* START DATASET ROWS *

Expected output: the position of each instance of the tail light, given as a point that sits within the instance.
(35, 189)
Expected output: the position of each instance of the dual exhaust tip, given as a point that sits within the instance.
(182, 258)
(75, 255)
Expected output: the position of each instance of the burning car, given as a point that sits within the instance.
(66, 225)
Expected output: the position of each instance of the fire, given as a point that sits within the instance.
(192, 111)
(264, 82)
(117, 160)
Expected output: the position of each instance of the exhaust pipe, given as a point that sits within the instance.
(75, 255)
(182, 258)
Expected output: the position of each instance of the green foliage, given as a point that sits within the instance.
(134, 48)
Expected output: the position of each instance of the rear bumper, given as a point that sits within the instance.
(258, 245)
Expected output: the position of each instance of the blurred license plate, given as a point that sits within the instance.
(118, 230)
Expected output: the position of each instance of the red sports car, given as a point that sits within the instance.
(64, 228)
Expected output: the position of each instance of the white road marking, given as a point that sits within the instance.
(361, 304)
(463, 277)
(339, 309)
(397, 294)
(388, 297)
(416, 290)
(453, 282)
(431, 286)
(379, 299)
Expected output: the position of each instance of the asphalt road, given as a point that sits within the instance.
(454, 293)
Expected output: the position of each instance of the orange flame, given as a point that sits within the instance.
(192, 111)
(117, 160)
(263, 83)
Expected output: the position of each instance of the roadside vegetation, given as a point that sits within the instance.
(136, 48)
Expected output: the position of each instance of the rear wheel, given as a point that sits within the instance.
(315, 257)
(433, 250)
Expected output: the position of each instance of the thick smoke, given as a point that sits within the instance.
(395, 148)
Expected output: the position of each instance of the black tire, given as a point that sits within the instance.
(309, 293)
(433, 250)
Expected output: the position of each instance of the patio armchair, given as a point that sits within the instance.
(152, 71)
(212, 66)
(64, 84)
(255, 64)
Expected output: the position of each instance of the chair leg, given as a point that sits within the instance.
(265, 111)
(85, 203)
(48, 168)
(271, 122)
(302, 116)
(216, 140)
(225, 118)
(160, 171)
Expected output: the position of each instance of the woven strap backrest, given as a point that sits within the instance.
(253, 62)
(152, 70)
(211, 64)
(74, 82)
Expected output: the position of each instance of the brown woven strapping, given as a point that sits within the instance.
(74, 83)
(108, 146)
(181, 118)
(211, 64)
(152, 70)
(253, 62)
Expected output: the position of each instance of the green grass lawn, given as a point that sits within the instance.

* END DATASET ROWS *

EXERCISE REQUIREMENTS — Rewrite all of the material above as a Markdown table with two columns, No. and Text. Give each nonblank line its own numbered row.

ANSWER TO THIS PROBLEM —
| No. | Text |
|---|---|
| 1 | Expected output: the position of each instance of the tail light, given as a point that sits within the instance. |
| 2 | (35, 189) |
| 3 | Expected output: the position of each instance of the dual exhaust tip, given as a point that sits within the instance. |
| 4 | (182, 258) |
| 5 | (75, 255) |
| 6 | Expected output: the position of each instance of the burning car, given as a point that sits within the instance. |
| 7 | (66, 225) |
| 8 | Expected output: the position of each instance of the fire, given as a point that sits within the instance. |
| 9 | (192, 111) |
| 10 | (264, 82) |
| 11 | (117, 160) |
| 12 | Expected output: the position of each instance of the exhaust pipe, given as a point that sits within the instance. |
| 13 | (75, 255) |
| 14 | (182, 258) |
| 15 | Expected output: the position of each instance of the green foliage, given as a point that sits within the instance. |
| 16 | (134, 48) |
| 17 | Expected output: the position of each instance of the rear bumper, given as a point that sits within the instance. |
| 18 | (258, 245) |
| 19 | Expected output: the position of each instance of the blurred license plate, given as a point that sits within the instance. |
| 20 | (118, 230) |
| 21 | Expected output: the position of each instance of the red sports car, given as a point that sits within the instance. |
| 22 | (64, 228) |
| 23 | Expected output: the position of each instance of the white road marking, given as a point that sits within the instance. |
| 24 | (361, 304) |
| 25 | (463, 277) |
| 26 | (339, 309) |
| 27 | (397, 294) |
| 28 | (388, 297) |
| 29 | (416, 290) |
| 30 | (453, 282) |
| 31 | (431, 286) |
| 32 | (379, 299) |
| 33 | Expected output: the position of each instance of the asphalt road, given as a point that sits within the instance. |
| 34 | (454, 293) |
| 35 | Expected output: the position of each instance of the orange flame, given as a point that sits within the instance. |
| 36 | (192, 111) |
| 37 | (117, 160) |
| 38 | (263, 83) |
| 39 | Expected output: the position of each instance of the roadside vegetation, given as a point that sits within the instance. |
| 40 | (136, 48) |
| 41 | Expected output: the position of each instance of the rear wheel, given as a point that sits within the instance. |
| 42 | (315, 257) |
| 43 | (433, 250) |
| 44 | Expected output: the position of each instance of the thick smoke, given as a point that sits within the instance. |
| 45 | (395, 148) |
| 46 | Expected output: the position of each instance of the black tire, given as a point that sits within the instance. |
| 47 | (309, 293) |
| 48 | (433, 250) |
| 49 | Expected output: the position of each instance of the patio armchair, given as a point that sits within the instance. |
| 50 | (152, 71) |
| 51 | (212, 66) |
| 52 | (64, 84) |
| 53 | (255, 64) |
| 54 | Expected output: the position of each instance of the chair leg, given as a point that sits within the instance. |
| 55 | (265, 111) |
| 56 | (85, 203) |
| 57 | (48, 168) |
| 58 | (271, 122) |
| 59 | (302, 116) |
| 60 | (216, 140) |
| 61 | (225, 118) |
| 62 | (160, 171) |
| 63 | Expected output: the position of each instance of the woven strap backrest, given as a point that sits within the instance. |
| 64 | (253, 62) |
| 65 | (152, 70) |
| 66 | (211, 64) |
| 67 | (74, 82) |
| 68 | Expected output: the position of each instance of the brown woven strapping, given as a point that sits within the instance. |
| 69 | (74, 83) |
| 70 | (108, 146) |
| 71 | (181, 118) |
| 72 | (211, 64) |
| 73 | (152, 70) |
| 74 | (253, 62) |
| 75 | Expected output: the position of each instance of the green grass lawn, given as a point that sits within the instance. |